[Text block]
::::

- Golden Kingdom Movie Poster
- Directed by: Brian Perkins
- Written by: Brian Perkins
- Screenplay by: Brian Perkins
- Produced by: Brian Perkins Jessica Ballard Matt O'Connor
- Starring: U Zawtica Shine Htet Zaw Ko Yin Saw Ri Ko Yin Than Maung Ko Yin Maung Sein
- Cinematography: Bella Halben
- Edited by: Sebastian Bonde
- Music by: David C. Hughes
- Production companies: Bank & Shoal
- Distributed by: Kino Lorber
- Release date: October 13, 2015 (United States);
- Running time: 104 minutes
- Countries: United States Myanmar
- Language: Burmese
- Box office: $8,077

= Golden Kingdom =

Golden Kingdom is a 2015 Burmese-language drama film directed by Brian Perkins. The film tells the story of four young Buddhist monks and their life in a Buddhist monastery. The film is set and filmed entirely on location in Myanmar. Golden Kingdom is the first international feature film produced in Myanmar between its 2011-2015 reopening and the most recent military coup.

::::

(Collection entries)
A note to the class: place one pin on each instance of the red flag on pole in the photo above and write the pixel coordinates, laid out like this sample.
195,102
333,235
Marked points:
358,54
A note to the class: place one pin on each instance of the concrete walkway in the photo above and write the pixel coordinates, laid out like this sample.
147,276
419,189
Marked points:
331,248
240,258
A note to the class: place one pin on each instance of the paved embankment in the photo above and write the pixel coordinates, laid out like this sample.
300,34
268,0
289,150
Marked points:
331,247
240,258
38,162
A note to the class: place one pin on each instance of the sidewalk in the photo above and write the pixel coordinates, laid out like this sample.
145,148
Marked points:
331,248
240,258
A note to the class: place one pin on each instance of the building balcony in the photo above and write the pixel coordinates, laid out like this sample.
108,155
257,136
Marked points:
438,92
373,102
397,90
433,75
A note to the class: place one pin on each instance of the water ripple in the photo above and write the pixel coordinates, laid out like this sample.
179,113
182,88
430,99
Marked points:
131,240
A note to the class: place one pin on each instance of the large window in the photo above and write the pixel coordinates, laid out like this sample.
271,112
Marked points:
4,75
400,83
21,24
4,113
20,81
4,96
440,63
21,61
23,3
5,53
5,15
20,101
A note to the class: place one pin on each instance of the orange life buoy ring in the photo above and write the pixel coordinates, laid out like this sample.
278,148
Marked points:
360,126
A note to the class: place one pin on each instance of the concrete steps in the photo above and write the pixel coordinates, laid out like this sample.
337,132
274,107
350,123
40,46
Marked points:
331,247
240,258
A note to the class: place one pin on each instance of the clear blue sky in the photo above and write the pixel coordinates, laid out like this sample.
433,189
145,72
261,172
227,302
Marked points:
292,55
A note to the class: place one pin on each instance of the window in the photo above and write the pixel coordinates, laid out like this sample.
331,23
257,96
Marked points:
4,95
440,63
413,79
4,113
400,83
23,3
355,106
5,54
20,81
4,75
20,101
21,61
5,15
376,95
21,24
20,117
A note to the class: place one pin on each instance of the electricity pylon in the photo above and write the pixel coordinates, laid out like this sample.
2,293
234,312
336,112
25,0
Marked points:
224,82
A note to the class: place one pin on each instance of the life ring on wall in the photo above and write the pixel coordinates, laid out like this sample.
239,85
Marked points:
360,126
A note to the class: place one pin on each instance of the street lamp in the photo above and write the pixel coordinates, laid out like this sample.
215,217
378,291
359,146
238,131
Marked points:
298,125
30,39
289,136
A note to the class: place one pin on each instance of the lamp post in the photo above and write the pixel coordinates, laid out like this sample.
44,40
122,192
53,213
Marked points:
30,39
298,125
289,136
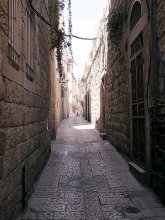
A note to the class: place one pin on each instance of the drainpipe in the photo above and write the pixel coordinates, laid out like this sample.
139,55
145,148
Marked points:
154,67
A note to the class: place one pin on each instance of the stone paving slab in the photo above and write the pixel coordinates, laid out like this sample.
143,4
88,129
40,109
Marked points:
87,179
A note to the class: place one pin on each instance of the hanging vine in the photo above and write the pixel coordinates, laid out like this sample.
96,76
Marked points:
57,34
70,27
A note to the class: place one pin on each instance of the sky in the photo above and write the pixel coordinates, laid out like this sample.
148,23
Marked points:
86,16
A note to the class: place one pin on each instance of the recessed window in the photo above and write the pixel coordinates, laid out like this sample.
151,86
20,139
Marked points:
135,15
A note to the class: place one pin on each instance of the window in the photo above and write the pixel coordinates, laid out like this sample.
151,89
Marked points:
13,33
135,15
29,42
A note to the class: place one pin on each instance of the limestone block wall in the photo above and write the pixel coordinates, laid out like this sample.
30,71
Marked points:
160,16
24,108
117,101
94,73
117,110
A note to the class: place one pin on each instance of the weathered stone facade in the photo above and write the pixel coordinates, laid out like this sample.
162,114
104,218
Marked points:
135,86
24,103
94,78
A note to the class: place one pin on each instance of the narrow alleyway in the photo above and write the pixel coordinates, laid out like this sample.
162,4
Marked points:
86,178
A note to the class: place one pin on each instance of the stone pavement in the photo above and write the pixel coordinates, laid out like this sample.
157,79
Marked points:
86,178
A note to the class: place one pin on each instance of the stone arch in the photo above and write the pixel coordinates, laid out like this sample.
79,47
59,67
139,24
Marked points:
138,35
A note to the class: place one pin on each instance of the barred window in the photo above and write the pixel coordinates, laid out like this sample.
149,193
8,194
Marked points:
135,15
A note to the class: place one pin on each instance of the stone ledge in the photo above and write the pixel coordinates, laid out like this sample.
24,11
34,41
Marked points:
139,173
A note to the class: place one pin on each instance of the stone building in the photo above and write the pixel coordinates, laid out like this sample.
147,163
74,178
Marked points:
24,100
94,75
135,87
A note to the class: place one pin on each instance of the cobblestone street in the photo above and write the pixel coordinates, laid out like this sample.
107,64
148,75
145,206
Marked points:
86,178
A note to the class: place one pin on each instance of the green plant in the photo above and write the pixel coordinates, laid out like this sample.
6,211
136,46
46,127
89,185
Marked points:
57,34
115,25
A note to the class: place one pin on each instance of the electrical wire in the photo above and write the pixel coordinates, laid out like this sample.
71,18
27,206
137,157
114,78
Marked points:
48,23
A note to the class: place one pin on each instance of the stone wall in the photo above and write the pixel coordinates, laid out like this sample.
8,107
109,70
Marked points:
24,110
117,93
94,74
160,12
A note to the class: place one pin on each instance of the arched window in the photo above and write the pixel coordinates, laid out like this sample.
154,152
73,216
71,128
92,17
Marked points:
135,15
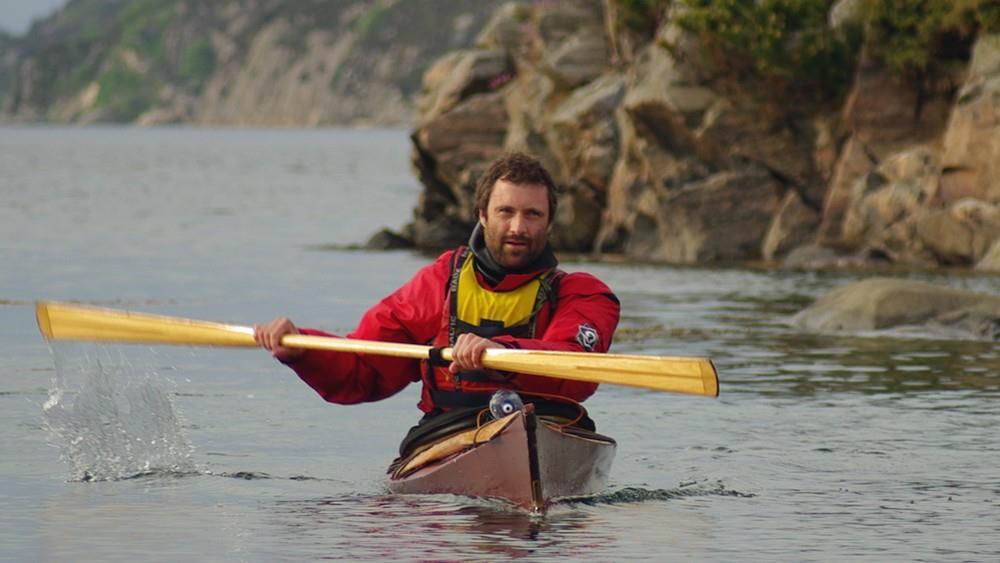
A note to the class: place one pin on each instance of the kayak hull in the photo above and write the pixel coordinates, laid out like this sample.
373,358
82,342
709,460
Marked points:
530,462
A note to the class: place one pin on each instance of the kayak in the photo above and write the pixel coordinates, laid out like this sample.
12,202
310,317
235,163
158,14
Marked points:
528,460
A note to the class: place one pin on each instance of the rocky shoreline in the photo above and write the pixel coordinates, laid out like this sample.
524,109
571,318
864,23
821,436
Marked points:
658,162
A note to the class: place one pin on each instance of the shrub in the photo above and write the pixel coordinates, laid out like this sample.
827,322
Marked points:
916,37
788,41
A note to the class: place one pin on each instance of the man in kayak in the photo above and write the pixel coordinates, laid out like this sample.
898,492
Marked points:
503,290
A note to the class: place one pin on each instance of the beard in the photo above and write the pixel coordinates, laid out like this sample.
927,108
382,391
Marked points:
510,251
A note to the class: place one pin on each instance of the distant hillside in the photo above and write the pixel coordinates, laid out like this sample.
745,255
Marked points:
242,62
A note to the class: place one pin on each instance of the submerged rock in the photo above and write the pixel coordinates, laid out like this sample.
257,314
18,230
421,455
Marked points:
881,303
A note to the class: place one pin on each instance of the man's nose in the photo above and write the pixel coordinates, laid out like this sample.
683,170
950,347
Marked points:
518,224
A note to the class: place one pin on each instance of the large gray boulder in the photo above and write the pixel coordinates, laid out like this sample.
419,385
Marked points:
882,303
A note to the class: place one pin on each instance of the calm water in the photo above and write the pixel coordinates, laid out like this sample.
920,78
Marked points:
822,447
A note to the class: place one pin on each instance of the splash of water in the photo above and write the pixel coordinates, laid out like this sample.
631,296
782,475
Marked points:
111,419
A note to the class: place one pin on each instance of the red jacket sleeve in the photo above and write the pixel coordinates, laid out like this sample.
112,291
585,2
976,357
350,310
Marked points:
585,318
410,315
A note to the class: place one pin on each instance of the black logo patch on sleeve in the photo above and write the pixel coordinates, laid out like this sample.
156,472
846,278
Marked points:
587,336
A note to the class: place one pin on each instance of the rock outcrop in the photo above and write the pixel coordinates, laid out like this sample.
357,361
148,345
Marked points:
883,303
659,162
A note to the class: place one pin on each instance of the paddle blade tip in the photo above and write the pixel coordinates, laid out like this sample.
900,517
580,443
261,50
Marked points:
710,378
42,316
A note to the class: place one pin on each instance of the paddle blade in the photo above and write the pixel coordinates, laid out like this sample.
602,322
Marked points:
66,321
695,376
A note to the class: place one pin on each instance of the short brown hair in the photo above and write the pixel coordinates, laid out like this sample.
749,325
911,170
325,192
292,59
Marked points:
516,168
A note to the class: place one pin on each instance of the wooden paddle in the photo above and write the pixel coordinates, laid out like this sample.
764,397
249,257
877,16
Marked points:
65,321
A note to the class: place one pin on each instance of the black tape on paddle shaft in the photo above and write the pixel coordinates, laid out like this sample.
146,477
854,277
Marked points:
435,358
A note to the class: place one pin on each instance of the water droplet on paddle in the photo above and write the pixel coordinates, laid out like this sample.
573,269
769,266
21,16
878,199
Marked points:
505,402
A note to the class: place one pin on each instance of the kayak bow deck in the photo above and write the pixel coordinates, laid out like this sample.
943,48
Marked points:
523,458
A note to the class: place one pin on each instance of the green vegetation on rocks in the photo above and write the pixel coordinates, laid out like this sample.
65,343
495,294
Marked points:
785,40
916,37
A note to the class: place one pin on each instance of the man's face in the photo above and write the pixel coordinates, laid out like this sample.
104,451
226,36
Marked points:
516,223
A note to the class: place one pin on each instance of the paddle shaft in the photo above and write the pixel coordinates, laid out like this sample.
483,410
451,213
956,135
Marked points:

::::

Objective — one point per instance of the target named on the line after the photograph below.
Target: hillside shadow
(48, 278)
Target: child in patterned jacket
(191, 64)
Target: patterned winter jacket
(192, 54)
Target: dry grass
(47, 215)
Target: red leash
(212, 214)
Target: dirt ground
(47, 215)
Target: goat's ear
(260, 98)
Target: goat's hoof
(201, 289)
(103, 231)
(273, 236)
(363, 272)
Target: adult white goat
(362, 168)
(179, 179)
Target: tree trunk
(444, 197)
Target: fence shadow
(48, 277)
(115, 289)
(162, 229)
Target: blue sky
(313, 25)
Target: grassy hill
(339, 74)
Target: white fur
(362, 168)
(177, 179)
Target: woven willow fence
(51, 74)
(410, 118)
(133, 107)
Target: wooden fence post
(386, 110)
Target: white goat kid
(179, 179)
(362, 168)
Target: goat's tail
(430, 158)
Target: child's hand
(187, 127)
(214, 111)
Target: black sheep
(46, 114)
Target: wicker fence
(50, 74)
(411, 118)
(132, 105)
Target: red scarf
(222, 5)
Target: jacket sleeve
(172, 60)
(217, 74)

::::

[Exercises to complete]
1. Update the Golden Kingdom text by giving again the part that opens with the words containing "Golden Kingdom is a" and closes with "recent military coup.", replacing "Buddhist monastery" with "remote monastery".
2. According to the Golden Kingdom text, which company distributed the film?
3. In the Golden Kingdom text, name every credit listed for Brian Perkins.

[Answers for the exercise]
1.
Golden Kingdom is a 2015 Burmese-language drama film directed by Brian Perkins. The film tells the story of four young Buddhist monks and their life in a remote monastery. The film is set and filmed entirely on location in Myanmar. Golden Kingdom is the first international feature film produced in Myanmar between its 2011-2015 reopening and the most recent military coup.

2. Kino Lorber

3. Directed by, Written by, Screenplay by, Produced by